◆ Exercise description
Rewrite the lines below as a JSON list of strings, one string per line, skipping blank lines and leaving out the pictures.

[Excerpts of labeled region data]
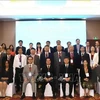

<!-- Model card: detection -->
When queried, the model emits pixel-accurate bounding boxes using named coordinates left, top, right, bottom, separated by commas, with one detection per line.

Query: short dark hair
left=76, top=39, right=80, bottom=41
left=29, top=43, right=33, bottom=45
left=18, top=40, right=23, bottom=43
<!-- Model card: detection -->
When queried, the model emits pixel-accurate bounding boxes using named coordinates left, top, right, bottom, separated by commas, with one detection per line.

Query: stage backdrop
left=16, top=20, right=86, bottom=48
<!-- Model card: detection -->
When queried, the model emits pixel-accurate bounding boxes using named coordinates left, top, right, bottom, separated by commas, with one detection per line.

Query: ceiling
left=0, top=0, right=100, bottom=21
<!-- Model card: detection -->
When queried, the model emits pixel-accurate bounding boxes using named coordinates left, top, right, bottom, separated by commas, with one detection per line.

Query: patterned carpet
left=0, top=94, right=100, bottom=100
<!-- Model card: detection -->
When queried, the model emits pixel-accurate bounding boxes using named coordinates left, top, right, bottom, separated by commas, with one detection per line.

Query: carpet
left=0, top=94, right=100, bottom=100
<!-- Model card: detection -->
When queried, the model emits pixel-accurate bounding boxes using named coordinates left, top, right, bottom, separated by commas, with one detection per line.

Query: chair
left=79, top=83, right=94, bottom=97
left=60, top=83, right=74, bottom=97
left=44, top=83, right=53, bottom=97
left=25, top=83, right=37, bottom=97
left=6, top=83, right=15, bottom=97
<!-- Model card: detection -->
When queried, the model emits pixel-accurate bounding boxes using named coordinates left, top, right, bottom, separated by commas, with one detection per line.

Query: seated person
left=41, top=58, right=56, bottom=99
left=59, top=57, right=74, bottom=98
left=21, top=56, right=38, bottom=99
left=80, top=60, right=93, bottom=96
left=0, top=60, right=13, bottom=97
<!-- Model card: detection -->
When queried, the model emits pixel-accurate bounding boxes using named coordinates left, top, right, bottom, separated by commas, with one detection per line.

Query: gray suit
left=54, top=52, right=65, bottom=92
left=22, top=64, right=38, bottom=93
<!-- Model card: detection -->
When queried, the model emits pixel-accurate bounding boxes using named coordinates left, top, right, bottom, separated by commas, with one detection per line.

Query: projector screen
left=16, top=20, right=86, bottom=48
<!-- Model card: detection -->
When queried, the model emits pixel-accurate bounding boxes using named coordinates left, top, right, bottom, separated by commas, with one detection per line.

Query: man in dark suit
left=26, top=43, right=33, bottom=55
left=30, top=48, right=40, bottom=72
left=16, top=40, right=26, bottom=54
left=54, top=40, right=64, bottom=52
left=85, top=41, right=91, bottom=53
left=60, top=57, right=74, bottom=98
left=64, top=41, right=71, bottom=55
left=80, top=46, right=90, bottom=66
left=2, top=48, right=14, bottom=67
left=54, top=45, right=65, bottom=92
left=41, top=58, right=56, bottom=99
left=43, top=41, right=54, bottom=53
left=40, top=45, right=53, bottom=68
left=74, top=39, right=82, bottom=54
left=67, top=46, right=80, bottom=92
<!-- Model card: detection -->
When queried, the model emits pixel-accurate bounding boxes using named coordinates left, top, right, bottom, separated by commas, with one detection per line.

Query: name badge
left=70, top=59, right=73, bottom=63
left=86, top=73, right=89, bottom=77
left=65, top=73, right=68, bottom=78
left=47, top=72, right=50, bottom=76
left=59, top=59, right=61, bottom=62
left=28, top=72, right=32, bottom=77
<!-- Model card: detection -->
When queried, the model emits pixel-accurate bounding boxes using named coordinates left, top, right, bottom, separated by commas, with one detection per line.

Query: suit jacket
left=43, top=47, right=54, bottom=53
left=89, top=53, right=99, bottom=67
left=30, top=55, right=40, bottom=72
left=67, top=52, right=80, bottom=71
left=2, top=55, right=14, bottom=67
left=40, top=52, right=53, bottom=68
left=54, top=52, right=65, bottom=76
left=74, top=44, right=82, bottom=53
left=16, top=46, right=26, bottom=54
left=41, top=65, right=54, bottom=78
left=79, top=52, right=90, bottom=66
left=1, top=67, right=13, bottom=84
left=53, top=46, right=64, bottom=52
left=23, top=64, right=38, bottom=80
left=13, top=54, right=27, bottom=75
left=60, top=64, right=74, bottom=81
left=80, top=66, right=91, bottom=81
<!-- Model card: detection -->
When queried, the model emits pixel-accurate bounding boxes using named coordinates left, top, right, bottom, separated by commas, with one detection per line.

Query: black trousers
left=15, top=68, right=23, bottom=91
left=62, top=81, right=73, bottom=95
left=42, top=80, right=55, bottom=95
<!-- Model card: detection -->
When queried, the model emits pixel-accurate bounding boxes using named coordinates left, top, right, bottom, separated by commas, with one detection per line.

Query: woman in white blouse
left=89, top=46, right=99, bottom=91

◆ Finished task
[
  "<!-- Model card: detection -->",
  "When queried, the model emits pixel-accurate bounding boxes using named coordinates left, top, right, bottom, separated by commas, with one detection per line.",
  "Query: short dark hair",
  "left=76, top=39, right=80, bottom=41",
  "left=29, top=43, right=33, bottom=45",
  "left=18, top=40, right=23, bottom=43",
  "<!-- Model card: detection -->",
  "When queried, the model emits pixel-accurate bounding boxes using named coordinates left, top, right, bottom, separated by commas, with one detection per line.",
  "Query: stage backdrop",
  "left=16, top=20, right=86, bottom=48",
  "<!-- Model card: detection -->",
  "When queried, the model emits pixel-accurate bounding boxes using named coordinates left, top, right, bottom, separated by commas, with one detection per line.",
  "Query: ceiling",
  "left=0, top=0, right=100, bottom=21",
  "<!-- Model card: detection -->",
  "When queried, the model emits pixel-accurate bounding boxes using named coordinates left, top, right, bottom, separated by commas, with one detection per line.",
  "Query: patterned carpet",
  "left=0, top=94, right=100, bottom=100",
  "<!-- Model card: detection -->",
  "When queried, the model emits pixel-accurate bounding boxes using named coordinates left, top, right, bottom, separated by commas, with one detection per line.",
  "Query: carpet",
  "left=0, top=94, right=100, bottom=100",
  "<!-- Model card: detection -->",
  "When queried, the model emits pixel-accurate bounding boxes using named coordinates left, top, right, bottom, separated by commas, with one detection per line.",
  "Query: chair",
  "left=79, top=83, right=94, bottom=97",
  "left=60, top=83, right=74, bottom=97",
  "left=44, top=83, right=53, bottom=97",
  "left=25, top=83, right=37, bottom=97",
  "left=6, top=83, right=15, bottom=97",
  "<!-- Model card: detection -->",
  "When queried, the model emits pixel-accurate bounding boxes using named coordinates left, top, right, bottom, separated by commas, with one detection per line.",
  "Query: seated person",
  "left=41, top=58, right=56, bottom=99",
  "left=59, top=57, right=74, bottom=98",
  "left=21, top=56, right=38, bottom=99",
  "left=80, top=60, right=93, bottom=96",
  "left=0, top=60, right=13, bottom=97",
  "<!-- Model card: detection -->",
  "When queried, the model emits pixel-accurate bounding boxes using named coordinates left, top, right, bottom, separated by commas, with one detection per line.",
  "Query: gray suit",
  "left=54, top=52, right=65, bottom=92",
  "left=22, top=64, right=38, bottom=93",
  "<!-- Model card: detection -->",
  "When queried, the model emits pixel-accurate bounding boxes using named coordinates left, top, right, bottom, separated by commas, with one detection per line.",
  "Query: projector screen",
  "left=16, top=20, right=86, bottom=48",
  "<!-- Model card: detection -->",
  "When queried, the model emits pixel-accurate bounding boxes using named coordinates left, top, right, bottom, separated by commas, with one detection per line.",
  "Query: man in dark suit",
  "left=26, top=43, right=33, bottom=55",
  "left=30, top=48, right=40, bottom=72",
  "left=16, top=40, right=26, bottom=54",
  "left=54, top=40, right=64, bottom=52",
  "left=85, top=41, right=91, bottom=53",
  "left=60, top=57, right=74, bottom=98",
  "left=64, top=41, right=71, bottom=55",
  "left=80, top=46, right=90, bottom=66",
  "left=2, top=48, right=14, bottom=67",
  "left=54, top=45, right=65, bottom=92",
  "left=41, top=58, right=56, bottom=99",
  "left=43, top=41, right=54, bottom=53",
  "left=40, top=45, right=53, bottom=68",
  "left=74, top=39, right=82, bottom=54",
  "left=67, top=46, right=80, bottom=92",
  "<!-- Model card: detection -->",
  "When queried, the model emits pixel-accurate bounding boxes using named coordinates left, top, right, bottom, separated by commas, with one detection per line.",
  "Query: name badge",
  "left=70, top=59, right=73, bottom=63",
  "left=86, top=73, right=89, bottom=77",
  "left=65, top=73, right=68, bottom=78",
  "left=47, top=72, right=50, bottom=76",
  "left=59, top=59, right=61, bottom=62",
  "left=28, top=72, right=32, bottom=77",
  "<!-- Model card: detection -->",
  "When queried, the model emits pixel-accurate bounding boxes using named coordinates left, top, right, bottom, separated by commas, with one detection per line.",
  "Query: suit jacket",
  "left=43, top=47, right=54, bottom=53",
  "left=89, top=53, right=99, bottom=67",
  "left=30, top=55, right=40, bottom=72",
  "left=67, top=52, right=80, bottom=71",
  "left=2, top=55, right=14, bottom=67",
  "left=40, top=52, right=53, bottom=68",
  "left=54, top=52, right=65, bottom=76",
  "left=74, top=44, right=82, bottom=53",
  "left=16, top=46, right=26, bottom=54",
  "left=41, top=65, right=54, bottom=78",
  "left=79, top=52, right=90, bottom=66",
  "left=1, top=67, right=13, bottom=84",
  "left=53, top=46, right=64, bottom=52",
  "left=23, top=64, right=38, bottom=80",
  "left=13, top=54, right=27, bottom=75",
  "left=60, top=64, right=74, bottom=81",
  "left=80, top=66, right=91, bottom=81",
  "<!-- Model card: detection -->",
  "When queried, the model emits pixel-accurate bounding boxes using named coordinates left, top, right, bottom, separated by commas, with one detection per line.",
  "Query: black trousers",
  "left=15, top=68, right=23, bottom=91",
  "left=62, top=81, right=73, bottom=95",
  "left=42, top=80, right=55, bottom=95",
  "<!-- Model card: detection -->",
  "When queried, the model emits pixel-accurate bounding boxes using named coordinates left, top, right, bottom, separated by commas, with one detection per line.",
  "Query: woman in white blouse",
  "left=89, top=46, right=99, bottom=91"
]